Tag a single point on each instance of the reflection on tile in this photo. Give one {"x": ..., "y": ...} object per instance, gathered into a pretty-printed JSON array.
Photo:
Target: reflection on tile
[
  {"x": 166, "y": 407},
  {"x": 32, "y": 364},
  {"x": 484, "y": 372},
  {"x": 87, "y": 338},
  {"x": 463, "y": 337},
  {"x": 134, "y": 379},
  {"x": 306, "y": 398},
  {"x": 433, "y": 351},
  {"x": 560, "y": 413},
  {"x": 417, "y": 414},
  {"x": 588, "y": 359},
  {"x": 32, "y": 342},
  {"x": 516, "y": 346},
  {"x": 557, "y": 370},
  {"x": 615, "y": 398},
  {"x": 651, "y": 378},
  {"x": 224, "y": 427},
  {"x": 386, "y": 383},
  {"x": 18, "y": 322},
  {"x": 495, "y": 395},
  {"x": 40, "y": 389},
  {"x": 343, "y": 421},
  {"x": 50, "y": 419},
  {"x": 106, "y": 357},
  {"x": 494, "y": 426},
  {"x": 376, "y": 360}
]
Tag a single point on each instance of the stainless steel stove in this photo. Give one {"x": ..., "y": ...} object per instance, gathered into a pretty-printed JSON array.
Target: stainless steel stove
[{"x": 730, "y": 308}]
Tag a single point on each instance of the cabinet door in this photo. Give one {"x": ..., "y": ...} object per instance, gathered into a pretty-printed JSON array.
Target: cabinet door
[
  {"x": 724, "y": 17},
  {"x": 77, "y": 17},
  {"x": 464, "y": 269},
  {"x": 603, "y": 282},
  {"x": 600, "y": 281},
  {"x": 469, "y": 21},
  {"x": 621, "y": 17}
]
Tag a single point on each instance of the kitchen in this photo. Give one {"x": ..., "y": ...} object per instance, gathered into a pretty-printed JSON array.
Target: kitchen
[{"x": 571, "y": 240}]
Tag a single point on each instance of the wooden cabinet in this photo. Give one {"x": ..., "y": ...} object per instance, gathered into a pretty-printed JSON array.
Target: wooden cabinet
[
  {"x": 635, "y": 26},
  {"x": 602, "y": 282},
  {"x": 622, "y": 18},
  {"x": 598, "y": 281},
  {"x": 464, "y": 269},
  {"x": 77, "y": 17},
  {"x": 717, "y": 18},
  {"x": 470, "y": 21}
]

═══

The task. Your task is to reproduce the whole listing exactly.

Written solution.
Tag a single point on each instance of the reflection on tile in this photo. Give one {"x": ..., "y": ...} object per instance, gathered into a pretty-printed JSON array.
Photo:
Target: reflection on tile
[
  {"x": 166, "y": 407},
  {"x": 32, "y": 364},
  {"x": 484, "y": 372},
  {"x": 87, "y": 338},
  {"x": 463, "y": 337},
  {"x": 134, "y": 379},
  {"x": 306, "y": 398},
  {"x": 433, "y": 351},
  {"x": 560, "y": 413},
  {"x": 417, "y": 414},
  {"x": 588, "y": 359},
  {"x": 32, "y": 342},
  {"x": 516, "y": 346},
  {"x": 557, "y": 370},
  {"x": 615, "y": 398},
  {"x": 651, "y": 378},
  {"x": 224, "y": 427},
  {"x": 386, "y": 383},
  {"x": 18, "y": 322},
  {"x": 495, "y": 395},
  {"x": 40, "y": 389},
  {"x": 343, "y": 421},
  {"x": 50, "y": 419},
  {"x": 106, "y": 357},
  {"x": 494, "y": 426},
  {"x": 376, "y": 360}
]
Tag a single point on each instance of the stainless steel stove in this photo. Give one {"x": ..., "y": ...} object per instance, gathered into a pretty-printed JSON array.
Target: stainless steel stove
[{"x": 730, "y": 308}]
Tag a single point on each instance of the cabinet door in this photo. Give one {"x": ..., "y": ...} object per instance, gathered into a pretty-printed JSON array.
Target: cabinet door
[
  {"x": 724, "y": 17},
  {"x": 77, "y": 17},
  {"x": 464, "y": 269},
  {"x": 603, "y": 282},
  {"x": 600, "y": 281},
  {"x": 469, "y": 21},
  {"x": 621, "y": 17}
]
Tag a single point on each instance of the kitchen in this photo. Give one {"x": ..., "y": ...} object per instance, gathered into a pretty-printed JSON array.
Target: kitchen
[{"x": 571, "y": 240}]
Tag a single point on each instance of the wooden cabinet in this photo. Give one {"x": ..., "y": ...} object per instance, gathered into a pretty-printed JSON array.
Target: wooden cabinet
[
  {"x": 635, "y": 26},
  {"x": 602, "y": 282},
  {"x": 622, "y": 18},
  {"x": 598, "y": 281},
  {"x": 464, "y": 269},
  {"x": 77, "y": 17},
  {"x": 717, "y": 18},
  {"x": 470, "y": 21}
]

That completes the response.